READING PASSAGE:
---*---
- Founded: 1958; 68 years ago
- Location: San Juan, Puerto Rico
- Concert hall: Sala Sinfónica Pablo Casals
- Music director: Maximiliano Valdés
- Website: www.ospr.pr.gov
- Logo of Puerto Rico Symphony Orchestra

= Puerto Rico Symphony Orchestra =

Musical ensemble sponsored by the Government of Puerto Rico

The Puerto Rico Symphony Orchestra (PRSO) (Orquesta Sinfónica de Puerto Rico in Spanish) a musical ensemble sponsored by the Government of Puerto Rico. It has 80 regular musicians from around the world performing a 52-week season which includes symphonic concerts, operas, ballets, pops, and other activities. The PRSO has hosted various artists, including Plácido Domingo, Luciano Pavarotti, Justino Díaz, Kiri Te Kanawa, and Alicia de Larrocha, among others, and has performed in various Central and South American countries as well as in the United States.

In addition to its regular season, the PRSO also organizes several concerts and activities for the purpose of fulfilling Don Casals’s dream of fostering classical music in Puerto Rico. These activities include: Conoce tu Orquesta (“Know Your Orchestra”), La Sinfónica en tu Pueblo (“The Orchestra In Your Town”), La Sinfónica en las Universidades (“The Orchestra in Universities”), and La Sinfónica en los Residenciales (“The Orchestra In The Projects”; i.e. public housing), as well as performing in the annual Casals Festival.

==History==
The history of the PRSO dates back to 1958 when famed cellist Don Pablo Casals visited the island to see his family and to discover the land where his mother was born. Soon after, he would dedicate most of his work to foster classical music in Puerto Rico. In 1957, he organized the first annual Casals Festival, where he invited classical musicians to perform several concerts to Puerto Ricans and tourists alike. It was during this multi-week festival that state legislator Ernesto Ramos Antonini presented a bill which would create the Puerto Rico Symphony Orchestra, receiving much praise and support from both the public and other state legislators. After the law was signed by then Governor of Puerto Rico Luis Muñoz Marín, the task of organizing the orchestra was given to the same group which organized the Casals Festival. The first live concert was performed on November 6, 1958 in Mayagüez, hometown of Don Pablo Casals’s mother.
---*---
DATA LINES:

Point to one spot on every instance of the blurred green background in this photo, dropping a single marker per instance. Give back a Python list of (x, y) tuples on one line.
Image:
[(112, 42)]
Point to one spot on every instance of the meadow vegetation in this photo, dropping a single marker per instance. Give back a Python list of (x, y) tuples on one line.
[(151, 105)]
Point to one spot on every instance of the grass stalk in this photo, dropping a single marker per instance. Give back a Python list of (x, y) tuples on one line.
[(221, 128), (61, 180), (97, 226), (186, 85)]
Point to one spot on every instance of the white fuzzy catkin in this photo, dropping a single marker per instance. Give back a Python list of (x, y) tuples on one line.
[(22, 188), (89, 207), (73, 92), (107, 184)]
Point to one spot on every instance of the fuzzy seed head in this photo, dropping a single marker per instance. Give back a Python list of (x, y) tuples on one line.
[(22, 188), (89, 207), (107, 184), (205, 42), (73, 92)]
---*---
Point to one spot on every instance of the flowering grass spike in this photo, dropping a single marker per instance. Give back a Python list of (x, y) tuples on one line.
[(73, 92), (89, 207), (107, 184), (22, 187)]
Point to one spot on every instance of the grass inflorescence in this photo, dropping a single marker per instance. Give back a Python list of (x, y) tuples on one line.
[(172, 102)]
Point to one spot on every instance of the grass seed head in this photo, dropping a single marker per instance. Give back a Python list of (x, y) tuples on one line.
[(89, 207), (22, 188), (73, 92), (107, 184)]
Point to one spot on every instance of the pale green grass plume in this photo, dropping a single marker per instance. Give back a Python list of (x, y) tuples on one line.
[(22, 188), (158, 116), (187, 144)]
---*---
STATED GOAL:
Rewrite the stretch from "- Founded: 1958;" through "the United States." in the orchestra article, renaming "Government of Puerto Rico" as "Commonwealth of Puerto Rico".

ANSWER TO THIS PROBLEM:
- Founded: 1958; 68 years ago
- Location: San Juan, Puerto Rico
- Concert hall: Sala Sinfónica Pablo Casals
- Music director: Maximiliano Valdés
- Website: www.ospr.pr.gov
- Logo of Puerto Rico Symphony Orchestra

= Puerto Rico Symphony Orchestra =

Musical ensemble sponsored by the Commonwealth of Puerto Rico

The Puerto Rico Symphony Orchestra (PRSO) (Orquesta Sinfónica de Puerto Rico in Spanish) a musical ensemble sponsored by the Commonwealth of Puerto Rico. It has 80 regular musicians from around the world performing a 52-week season which includes symphonic concerts, operas, ballets, pops, and other activities. The PRSO has hosted various artists, including Plácido Domingo, Luciano Pavarotti, Justino Díaz, Kiri Te Kanawa, and Alicia de Larrocha, among others, and has performed in various Central and South American countries as well as in the United States.